Exercise instructions:
Find "where the brick" in the data below; transcribe the line it appears on and each line after it, exactly, to the end, and nothing else.

Provided data:

****************************************

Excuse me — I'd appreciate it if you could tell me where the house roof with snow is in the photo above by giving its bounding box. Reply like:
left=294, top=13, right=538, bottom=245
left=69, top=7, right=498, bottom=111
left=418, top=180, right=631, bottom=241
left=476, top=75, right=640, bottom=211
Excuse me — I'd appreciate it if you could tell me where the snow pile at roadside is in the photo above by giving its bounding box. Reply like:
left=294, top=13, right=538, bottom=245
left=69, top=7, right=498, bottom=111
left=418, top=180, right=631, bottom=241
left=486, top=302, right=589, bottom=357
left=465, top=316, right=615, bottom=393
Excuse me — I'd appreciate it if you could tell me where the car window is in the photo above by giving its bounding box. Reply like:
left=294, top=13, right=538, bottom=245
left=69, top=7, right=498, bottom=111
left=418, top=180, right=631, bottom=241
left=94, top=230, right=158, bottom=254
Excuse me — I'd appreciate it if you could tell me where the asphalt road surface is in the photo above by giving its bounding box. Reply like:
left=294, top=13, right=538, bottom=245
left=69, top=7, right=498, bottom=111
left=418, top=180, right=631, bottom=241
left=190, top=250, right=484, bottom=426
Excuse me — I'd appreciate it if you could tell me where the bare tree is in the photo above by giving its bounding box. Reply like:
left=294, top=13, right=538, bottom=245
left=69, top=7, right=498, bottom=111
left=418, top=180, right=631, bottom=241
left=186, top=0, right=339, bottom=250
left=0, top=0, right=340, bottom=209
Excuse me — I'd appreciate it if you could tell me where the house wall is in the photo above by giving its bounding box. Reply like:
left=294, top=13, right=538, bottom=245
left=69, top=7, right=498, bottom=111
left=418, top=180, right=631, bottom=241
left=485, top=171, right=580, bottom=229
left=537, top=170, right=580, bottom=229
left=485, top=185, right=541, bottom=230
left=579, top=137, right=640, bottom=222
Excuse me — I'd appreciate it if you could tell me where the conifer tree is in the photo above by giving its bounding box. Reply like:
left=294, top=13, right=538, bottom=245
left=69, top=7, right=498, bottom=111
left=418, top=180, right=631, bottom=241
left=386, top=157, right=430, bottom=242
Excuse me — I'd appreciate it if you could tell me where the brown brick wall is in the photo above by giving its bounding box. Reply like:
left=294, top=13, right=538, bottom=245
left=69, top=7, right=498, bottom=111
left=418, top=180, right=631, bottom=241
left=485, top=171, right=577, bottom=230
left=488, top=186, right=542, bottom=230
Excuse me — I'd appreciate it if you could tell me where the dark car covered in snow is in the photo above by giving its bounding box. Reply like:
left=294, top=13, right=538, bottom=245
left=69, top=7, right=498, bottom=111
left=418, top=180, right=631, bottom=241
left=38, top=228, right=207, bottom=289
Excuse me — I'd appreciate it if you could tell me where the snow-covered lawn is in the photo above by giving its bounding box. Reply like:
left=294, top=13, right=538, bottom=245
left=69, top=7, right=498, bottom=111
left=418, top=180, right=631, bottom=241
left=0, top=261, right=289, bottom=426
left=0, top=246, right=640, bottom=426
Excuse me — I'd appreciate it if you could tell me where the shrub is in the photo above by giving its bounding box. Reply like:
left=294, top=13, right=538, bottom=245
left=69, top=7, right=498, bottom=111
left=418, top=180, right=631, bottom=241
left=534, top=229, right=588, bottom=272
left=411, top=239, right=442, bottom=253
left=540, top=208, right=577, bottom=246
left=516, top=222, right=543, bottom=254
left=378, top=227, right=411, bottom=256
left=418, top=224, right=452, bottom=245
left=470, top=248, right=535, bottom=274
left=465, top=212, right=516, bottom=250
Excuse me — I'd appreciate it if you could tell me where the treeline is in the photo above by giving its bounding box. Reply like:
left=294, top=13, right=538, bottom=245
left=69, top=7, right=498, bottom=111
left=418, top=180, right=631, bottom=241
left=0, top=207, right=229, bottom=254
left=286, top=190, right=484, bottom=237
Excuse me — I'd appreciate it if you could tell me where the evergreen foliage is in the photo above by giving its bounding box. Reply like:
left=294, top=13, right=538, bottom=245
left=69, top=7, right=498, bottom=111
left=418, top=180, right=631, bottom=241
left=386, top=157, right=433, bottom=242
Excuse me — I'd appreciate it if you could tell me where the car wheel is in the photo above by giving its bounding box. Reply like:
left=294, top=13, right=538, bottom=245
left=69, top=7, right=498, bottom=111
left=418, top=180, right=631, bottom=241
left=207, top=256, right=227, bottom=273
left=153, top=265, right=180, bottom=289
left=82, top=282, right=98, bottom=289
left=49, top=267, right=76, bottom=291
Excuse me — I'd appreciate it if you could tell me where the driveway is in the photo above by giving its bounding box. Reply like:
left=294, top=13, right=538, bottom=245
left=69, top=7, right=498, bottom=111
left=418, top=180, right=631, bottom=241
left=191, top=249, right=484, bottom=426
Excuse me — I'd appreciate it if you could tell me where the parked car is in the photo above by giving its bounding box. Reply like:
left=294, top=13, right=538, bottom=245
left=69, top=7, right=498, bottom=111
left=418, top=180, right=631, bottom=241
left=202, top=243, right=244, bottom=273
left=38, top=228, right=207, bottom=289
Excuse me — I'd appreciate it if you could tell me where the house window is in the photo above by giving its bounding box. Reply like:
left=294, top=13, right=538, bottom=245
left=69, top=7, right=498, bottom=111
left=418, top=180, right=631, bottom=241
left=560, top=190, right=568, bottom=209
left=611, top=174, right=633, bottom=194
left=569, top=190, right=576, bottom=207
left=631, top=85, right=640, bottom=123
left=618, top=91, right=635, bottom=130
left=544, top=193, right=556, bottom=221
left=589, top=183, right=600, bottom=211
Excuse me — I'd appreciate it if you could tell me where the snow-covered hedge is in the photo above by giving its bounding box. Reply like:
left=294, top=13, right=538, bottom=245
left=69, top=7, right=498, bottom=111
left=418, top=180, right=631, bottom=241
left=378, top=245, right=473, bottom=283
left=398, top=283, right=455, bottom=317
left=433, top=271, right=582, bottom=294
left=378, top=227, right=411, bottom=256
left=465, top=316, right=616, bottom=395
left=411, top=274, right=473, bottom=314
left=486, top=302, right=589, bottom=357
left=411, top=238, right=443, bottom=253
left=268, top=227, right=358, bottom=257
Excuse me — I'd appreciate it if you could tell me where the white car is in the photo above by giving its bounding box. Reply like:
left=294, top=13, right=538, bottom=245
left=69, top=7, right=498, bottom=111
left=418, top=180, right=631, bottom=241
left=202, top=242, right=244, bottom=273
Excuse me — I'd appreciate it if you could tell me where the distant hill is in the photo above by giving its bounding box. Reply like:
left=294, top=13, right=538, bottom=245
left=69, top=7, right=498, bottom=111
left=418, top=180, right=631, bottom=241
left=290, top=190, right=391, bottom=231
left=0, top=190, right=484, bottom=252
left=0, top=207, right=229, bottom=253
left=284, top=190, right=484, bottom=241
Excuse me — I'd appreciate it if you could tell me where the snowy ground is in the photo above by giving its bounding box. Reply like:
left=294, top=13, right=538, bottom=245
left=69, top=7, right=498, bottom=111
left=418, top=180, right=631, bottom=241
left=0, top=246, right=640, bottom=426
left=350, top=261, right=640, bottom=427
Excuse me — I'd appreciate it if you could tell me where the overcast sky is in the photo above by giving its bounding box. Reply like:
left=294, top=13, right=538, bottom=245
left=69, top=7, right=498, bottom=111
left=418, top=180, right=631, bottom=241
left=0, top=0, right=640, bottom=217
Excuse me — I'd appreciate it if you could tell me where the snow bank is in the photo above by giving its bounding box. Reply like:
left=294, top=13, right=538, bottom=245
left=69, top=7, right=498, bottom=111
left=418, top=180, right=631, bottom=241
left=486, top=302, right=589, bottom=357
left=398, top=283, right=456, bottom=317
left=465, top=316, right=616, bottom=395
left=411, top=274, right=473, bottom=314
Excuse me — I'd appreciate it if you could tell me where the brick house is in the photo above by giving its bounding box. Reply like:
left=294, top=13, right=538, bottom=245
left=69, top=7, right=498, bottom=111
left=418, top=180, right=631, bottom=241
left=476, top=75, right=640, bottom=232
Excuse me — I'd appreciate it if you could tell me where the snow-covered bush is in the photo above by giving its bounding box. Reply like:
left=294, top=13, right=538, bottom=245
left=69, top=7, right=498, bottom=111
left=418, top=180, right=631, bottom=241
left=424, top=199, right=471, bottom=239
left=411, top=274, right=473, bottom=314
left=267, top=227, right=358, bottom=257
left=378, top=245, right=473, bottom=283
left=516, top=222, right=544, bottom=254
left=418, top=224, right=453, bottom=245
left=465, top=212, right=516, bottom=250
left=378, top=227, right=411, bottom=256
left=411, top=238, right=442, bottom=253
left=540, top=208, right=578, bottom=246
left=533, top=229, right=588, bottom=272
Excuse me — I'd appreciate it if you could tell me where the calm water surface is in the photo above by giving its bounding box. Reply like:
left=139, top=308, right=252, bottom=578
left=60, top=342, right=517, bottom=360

****************************************

Answer for this exercise:
Excuse me — I'd appreciate it if you could tell me where the brick house is in the photo above by giving its bounding box. Reply like:
left=294, top=13, right=538, bottom=245
left=69, top=7, right=498, bottom=111
left=418, top=180, right=631, bottom=241
left=476, top=75, right=640, bottom=232
Excuse me — I'd appreciate it if you could tell me where the snow-covered bush is in the photo above by giving its bounding box. Reply like:
left=294, top=13, right=538, bottom=245
left=69, top=7, right=498, bottom=111
left=418, top=180, right=631, bottom=241
left=424, top=199, right=471, bottom=239
left=411, top=274, right=473, bottom=314
left=267, top=227, right=358, bottom=257
left=378, top=245, right=473, bottom=283
left=516, top=222, right=544, bottom=254
left=418, top=224, right=453, bottom=245
left=465, top=212, right=516, bottom=250
left=378, top=227, right=411, bottom=256
left=411, top=238, right=442, bottom=253
left=540, top=208, right=578, bottom=246
left=533, top=229, right=588, bottom=272
Excuse me — I'd appreciate it if you could tell me where the calm water surface is in the photo above by giving its bounding box. Reply like:
left=139, top=308, right=252, bottom=578
left=60, top=342, right=517, bottom=360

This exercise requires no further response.